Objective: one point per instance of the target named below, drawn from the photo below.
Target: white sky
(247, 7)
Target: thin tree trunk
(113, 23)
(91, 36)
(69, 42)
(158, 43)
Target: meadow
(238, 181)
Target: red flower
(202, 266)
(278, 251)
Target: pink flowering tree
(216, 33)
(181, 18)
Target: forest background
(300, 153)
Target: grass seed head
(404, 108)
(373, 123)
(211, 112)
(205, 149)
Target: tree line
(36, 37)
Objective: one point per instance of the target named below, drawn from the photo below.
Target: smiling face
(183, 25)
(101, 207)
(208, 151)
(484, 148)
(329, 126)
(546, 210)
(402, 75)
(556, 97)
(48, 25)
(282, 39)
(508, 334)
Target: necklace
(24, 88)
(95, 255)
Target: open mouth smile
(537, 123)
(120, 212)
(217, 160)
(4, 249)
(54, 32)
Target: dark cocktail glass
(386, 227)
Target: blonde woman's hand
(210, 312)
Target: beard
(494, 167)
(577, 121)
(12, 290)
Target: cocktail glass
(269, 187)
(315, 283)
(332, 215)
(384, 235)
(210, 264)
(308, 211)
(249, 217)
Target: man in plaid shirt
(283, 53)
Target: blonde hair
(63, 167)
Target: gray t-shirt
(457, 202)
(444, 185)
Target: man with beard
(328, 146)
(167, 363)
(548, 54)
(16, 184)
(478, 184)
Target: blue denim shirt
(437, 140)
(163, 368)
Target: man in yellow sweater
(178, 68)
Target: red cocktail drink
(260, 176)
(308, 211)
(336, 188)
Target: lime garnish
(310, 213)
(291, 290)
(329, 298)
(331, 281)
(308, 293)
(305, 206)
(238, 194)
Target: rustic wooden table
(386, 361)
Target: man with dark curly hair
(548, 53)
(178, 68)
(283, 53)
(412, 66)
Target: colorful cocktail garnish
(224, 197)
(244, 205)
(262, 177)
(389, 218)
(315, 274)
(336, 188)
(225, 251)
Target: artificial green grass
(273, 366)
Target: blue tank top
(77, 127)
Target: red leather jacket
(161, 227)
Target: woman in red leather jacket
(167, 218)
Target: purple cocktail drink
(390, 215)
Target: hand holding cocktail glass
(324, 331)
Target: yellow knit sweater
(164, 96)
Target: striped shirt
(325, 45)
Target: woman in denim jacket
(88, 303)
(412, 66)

============

▸ DESCRIPTION OF THE TASK:
Extract every line of the entries above and reproduce each one unchanged, in its original order.

▸ FINAL ANSWER:
Objective: one point per instance of the target named below, drawn from the photo below.
Target: white sky
(247, 7)
Target: thin tree trunk
(113, 23)
(91, 36)
(69, 42)
(158, 43)
Target: meadow
(238, 181)
Target: red flower
(202, 266)
(278, 251)
Target: pink flowering tree
(216, 33)
(181, 18)
Target: forest background
(300, 153)
Target: grass seed head
(404, 108)
(373, 123)
(211, 112)
(205, 149)
Target: tree line
(36, 37)
Objective: one point per instance of the target named below, drawn from the photo below.
Target: smiling face
(183, 25)
(101, 207)
(208, 151)
(484, 148)
(329, 126)
(546, 210)
(402, 75)
(556, 97)
(48, 25)
(282, 39)
(508, 334)
Target: necklace
(24, 88)
(95, 255)
Target: open mouth smile
(537, 123)
(120, 212)
(217, 160)
(4, 249)
(54, 32)
Target: dark cocktail glass
(386, 227)
Target: blonde woman's hand
(210, 312)
Target: beard
(494, 167)
(577, 121)
(12, 290)
Target: cocktail glass
(269, 187)
(315, 283)
(332, 215)
(384, 235)
(210, 264)
(308, 211)
(249, 217)
Target: man in plaid shirt
(283, 53)
Target: blonde hair
(63, 167)
Target: gray t-shirt
(457, 202)
(444, 185)
Target: man with beard
(328, 146)
(167, 363)
(548, 54)
(16, 184)
(478, 184)
Target: blue denim shirt
(437, 140)
(163, 368)
Target: man in yellow sweater
(178, 68)
Target: red cocktail drink
(260, 176)
(308, 211)
(336, 188)
Target: lime garnish
(310, 213)
(291, 290)
(329, 298)
(331, 281)
(308, 293)
(305, 206)
(238, 194)
Target: rustic wooden table
(386, 361)
Target: man with dark curly hair
(548, 53)
(178, 68)
(283, 53)
(412, 66)
Target: colorful cocktail garnish
(224, 197)
(244, 205)
(262, 177)
(389, 218)
(315, 274)
(336, 188)
(225, 251)
Target: artificial green grass
(273, 366)
Target: blue tank top
(77, 127)
Target: red leather jacket
(161, 227)
Target: woman in red leather jacket
(167, 218)
Target: purple cocktail drink
(390, 215)
Target: hand holding cocktail glass
(324, 331)
Target: yellow knit sweater
(164, 96)
Target: striped shirt
(325, 45)
Target: woman in denim jacket
(88, 303)
(412, 66)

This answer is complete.